Copy every record word for word.

[SOURCE MATERIAL start]

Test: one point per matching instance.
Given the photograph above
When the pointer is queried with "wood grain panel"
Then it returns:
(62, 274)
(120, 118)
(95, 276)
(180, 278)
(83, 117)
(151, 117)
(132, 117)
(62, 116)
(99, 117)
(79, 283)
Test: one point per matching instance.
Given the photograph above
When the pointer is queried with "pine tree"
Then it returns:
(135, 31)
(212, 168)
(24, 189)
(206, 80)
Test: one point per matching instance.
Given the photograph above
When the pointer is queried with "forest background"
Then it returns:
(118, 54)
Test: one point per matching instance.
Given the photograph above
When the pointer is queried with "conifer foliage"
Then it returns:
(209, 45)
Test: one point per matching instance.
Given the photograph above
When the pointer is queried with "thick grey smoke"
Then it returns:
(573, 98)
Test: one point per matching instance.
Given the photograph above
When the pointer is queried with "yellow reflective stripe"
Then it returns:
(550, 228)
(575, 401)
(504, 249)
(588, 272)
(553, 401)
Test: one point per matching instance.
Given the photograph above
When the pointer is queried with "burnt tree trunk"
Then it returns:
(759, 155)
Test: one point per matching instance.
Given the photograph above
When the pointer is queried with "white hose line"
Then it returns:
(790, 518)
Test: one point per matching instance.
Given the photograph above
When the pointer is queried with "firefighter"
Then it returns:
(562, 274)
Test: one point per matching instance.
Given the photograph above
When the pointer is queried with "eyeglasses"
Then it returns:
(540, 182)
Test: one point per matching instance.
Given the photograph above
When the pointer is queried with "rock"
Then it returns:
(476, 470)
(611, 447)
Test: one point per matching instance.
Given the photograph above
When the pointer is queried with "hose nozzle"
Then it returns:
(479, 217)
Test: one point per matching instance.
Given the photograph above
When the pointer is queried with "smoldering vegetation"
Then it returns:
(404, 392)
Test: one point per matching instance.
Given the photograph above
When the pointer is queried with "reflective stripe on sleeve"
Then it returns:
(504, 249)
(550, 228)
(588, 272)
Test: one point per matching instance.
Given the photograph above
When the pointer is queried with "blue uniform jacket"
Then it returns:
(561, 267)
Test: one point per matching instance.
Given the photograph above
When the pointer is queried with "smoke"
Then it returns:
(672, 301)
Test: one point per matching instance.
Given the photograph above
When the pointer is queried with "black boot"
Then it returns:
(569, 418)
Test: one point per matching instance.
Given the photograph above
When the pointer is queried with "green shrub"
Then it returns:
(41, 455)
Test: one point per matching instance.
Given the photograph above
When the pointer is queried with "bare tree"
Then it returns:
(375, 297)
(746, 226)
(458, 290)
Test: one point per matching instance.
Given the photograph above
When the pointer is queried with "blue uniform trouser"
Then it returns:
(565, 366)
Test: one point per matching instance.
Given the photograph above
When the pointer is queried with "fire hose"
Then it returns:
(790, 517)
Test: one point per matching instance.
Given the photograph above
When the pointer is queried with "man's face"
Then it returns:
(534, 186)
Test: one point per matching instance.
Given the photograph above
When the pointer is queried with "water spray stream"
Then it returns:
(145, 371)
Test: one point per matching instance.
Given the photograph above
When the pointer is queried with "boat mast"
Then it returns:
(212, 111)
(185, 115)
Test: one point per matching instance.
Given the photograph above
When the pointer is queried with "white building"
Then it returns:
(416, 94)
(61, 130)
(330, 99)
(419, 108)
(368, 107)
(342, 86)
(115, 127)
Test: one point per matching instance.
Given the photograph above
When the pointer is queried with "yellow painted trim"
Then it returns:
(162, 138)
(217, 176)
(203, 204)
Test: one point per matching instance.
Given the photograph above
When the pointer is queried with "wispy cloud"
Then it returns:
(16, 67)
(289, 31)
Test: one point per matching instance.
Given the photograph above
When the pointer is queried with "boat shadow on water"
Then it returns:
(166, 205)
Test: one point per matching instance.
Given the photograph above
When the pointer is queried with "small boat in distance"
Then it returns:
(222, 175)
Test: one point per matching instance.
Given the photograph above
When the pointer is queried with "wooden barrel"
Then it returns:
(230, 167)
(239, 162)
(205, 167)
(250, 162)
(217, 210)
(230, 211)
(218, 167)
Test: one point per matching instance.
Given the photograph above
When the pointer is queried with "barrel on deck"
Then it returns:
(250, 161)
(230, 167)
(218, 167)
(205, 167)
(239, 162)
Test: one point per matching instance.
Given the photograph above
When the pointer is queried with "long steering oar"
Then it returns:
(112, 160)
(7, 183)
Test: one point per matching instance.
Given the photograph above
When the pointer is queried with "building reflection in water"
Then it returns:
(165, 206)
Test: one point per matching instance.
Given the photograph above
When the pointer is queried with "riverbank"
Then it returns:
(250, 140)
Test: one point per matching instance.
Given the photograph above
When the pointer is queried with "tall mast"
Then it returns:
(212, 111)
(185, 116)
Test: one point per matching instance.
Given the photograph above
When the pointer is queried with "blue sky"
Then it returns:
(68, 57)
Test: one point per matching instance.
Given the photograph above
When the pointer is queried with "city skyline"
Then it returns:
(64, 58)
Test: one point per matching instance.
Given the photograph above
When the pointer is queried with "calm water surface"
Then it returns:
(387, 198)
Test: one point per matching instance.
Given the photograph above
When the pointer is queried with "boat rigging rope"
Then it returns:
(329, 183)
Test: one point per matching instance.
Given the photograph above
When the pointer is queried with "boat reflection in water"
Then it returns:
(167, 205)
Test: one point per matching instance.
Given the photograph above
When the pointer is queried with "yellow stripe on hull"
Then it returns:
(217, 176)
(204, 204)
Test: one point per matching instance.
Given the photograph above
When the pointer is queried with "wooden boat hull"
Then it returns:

[SOURCE MATERIAL end]

• RESPONSE TO THE EXERCISE
Test: one point per matching instance.
Given the photograph above
When the pointer is queried with "wood grain panel"
Then it returns:
(62, 274)
(120, 118)
(95, 276)
(180, 278)
(83, 117)
(151, 117)
(132, 117)
(62, 116)
(99, 117)
(79, 283)
Test: one point per matching instance.
Given the photograph above
When the pointer is queried with "pine tree"
Then it returns:
(135, 31)
(212, 168)
(24, 189)
(206, 80)
Test: one point per matching instance.
Given the photograph above
When the pointer is queried with "forest background"
Then it returns:
(118, 54)
Test: one point per matching instance.
Given the photograph above
When the pointer is queried with "conifer foliage"
Then it returns:
(209, 45)
Test: one point per matching instance.
Given the photograph above
When the pointer is queried with "thick grey smoke"
Then it returns:
(573, 98)
Test: one point per matching instance.
Given the photograph above
When the pointer is queried with "yellow reflective stripe"
Then it returns:
(550, 228)
(575, 401)
(504, 249)
(588, 272)
(553, 401)
Test: one point per matching instance.
Given the photograph above
When the pointer is queried with "burnt tree trunk"
Then it returns:
(759, 155)
Test: one point per matching instance.
Given the photograph above
When the pointer is queried with "white hose line"
Then it returns:
(790, 518)
Test: one point per matching instance.
Given the photograph above
When the pointer is queried with "firefighter"
Then it returns:
(562, 274)
Test: one point per matching instance.
Given the photograph above
When the pointer is queried with "eyeglasses"
Then it returns:
(540, 182)
Test: one point per matching instance.
Given the photograph above
When the pointer is queried with "rock"
Then it returns:
(476, 470)
(611, 447)
Test: one point per matching instance.
Given the photograph above
When the pointer is queried with "hose nozzle"
Then it returns:
(479, 217)
Test: one point per matching instance.
Given the photograph above
When the pointer is queried with "smoldering vegetation"
Then it returns:
(404, 392)
Test: one point per matching instance.
Given the photograph above
When the pointer is queried with "reflective stripe on sleeve"
Then it returns:
(504, 249)
(550, 228)
(588, 272)
Test: one point per matching instance.
Given the photograph above
When the pointer is queried with "blue uniform jacket"
Then it returns:
(561, 267)
Test: one point per matching instance.
Given the photograph above
When the pointer is queried with "smoke"
Then it returns:
(672, 301)
Test: one point per matching instance.
Given the photograph above
When the pointer is queried with "black boot"
Then it returns:
(569, 418)
Test: one point per matching instance.
Given the photograph above
When the pointer is queried with "green shrub"
Then it returns:
(41, 455)
Test: one point per matching instance.
Given the photograph above
When the pointer is queried with "bare tree"
Then it returns:
(375, 297)
(746, 226)
(458, 290)
Test: one point per matching instance.
Given the photograph above
When the pointer is queried with "blue uniform trouser"
Then it returns:
(565, 366)
Test: one point per matching instance.
Given the photograph above
When the pointer is queried with "fire hose"
Then it returns:
(790, 517)
Test: one point per matching instance.
Given the photograph above
When the pointer is queried with "man's face"
Then it returns:
(534, 186)
Test: one point per matching instance.
Given the photograph above
When the pointer is queried with "water spray stream"
Then it returns:
(145, 371)
Test: one point per matching instance.
Given the photograph above
When the pointer is queried with "boat mast"
Then it returns:
(212, 111)
(185, 115)
Test: one point per matching instance.
Given the photograph above
When the pointer is queried with "white building"
Then it returns:
(416, 94)
(61, 130)
(330, 99)
(419, 108)
(368, 107)
(342, 86)
(115, 127)
Test: one point per matching instance.
Given the photograph above
When the pointer is queried with "yellow painted trim"
Then it returns:
(162, 138)
(217, 176)
(203, 204)
Test: one point per matching instance.
Given the photograph above
When the pointer is queried with "wispy cloud"
Then it returns:
(16, 67)
(289, 31)
Test: one point per matching instance.
Given the photograph above
When the pointer is queried with "boat shadow on water"
Then it returns:
(166, 205)
Test: one point per matching instance.
Given the photograph above
When the pointer is queried with "small boat in distance"
Then it returns:
(222, 175)
Test: one point per matching instance.
Given the photograph above
When the pointer is queried with "wooden barrel"
Then it returns:
(230, 167)
(239, 162)
(205, 167)
(250, 162)
(217, 210)
(230, 211)
(218, 167)
Test: one point per matching instance.
Given the photograph above
When the pointer is queried with "barrel on deck"
Then it returns:
(250, 161)
(230, 167)
(218, 167)
(205, 167)
(239, 162)
Test: one point per matching instance.
Given the photograph above
When the pointer is queried with "long steering oar"
Then it returns:
(112, 160)
(7, 183)
Test: one point per matching instance.
Given the photograph above
When the pointer is queried with "building reflection in water"
Then it returns:
(165, 206)
Test: one point per matching instance.
Given the photograph above
When the pointer is queried with "riverbank"
Then it returns:
(250, 140)
Test: one point per matching instance.
Given the photograph above
When the pointer is queried with "tall mast"
Then it returns:
(212, 111)
(185, 116)
Test: one point per matching instance.
Given the photograph above
When the pointer is queried with "blue sky"
Then it returns:
(68, 57)
Test: one point per matching instance.
Given the photograph above
When the pointer is queried with "city skyline"
Then it returns:
(64, 58)
Test: one point per matching instance.
Given the photograph above
When the pointer is queried with "calm water surface"
Then it returns:
(387, 198)
Test: one point per matching instance.
Given the photograph above
When the pointer is queried with "boat rigging rope"
Then it returns:
(329, 183)
Test: one point per matching instance.
Given the photograph above
When the pointer is queried with "boat reflection in water"
Then it returns:
(167, 205)
Test: one point per matching instance.
Given the photograph above
When the pointer is queried with "yellow stripe on hull"
Then it returns:
(217, 176)
(204, 204)
Test: one point per matching instance.
Given the photograph above
When the pointer is queried with "wooden boat hull"
Then it returns:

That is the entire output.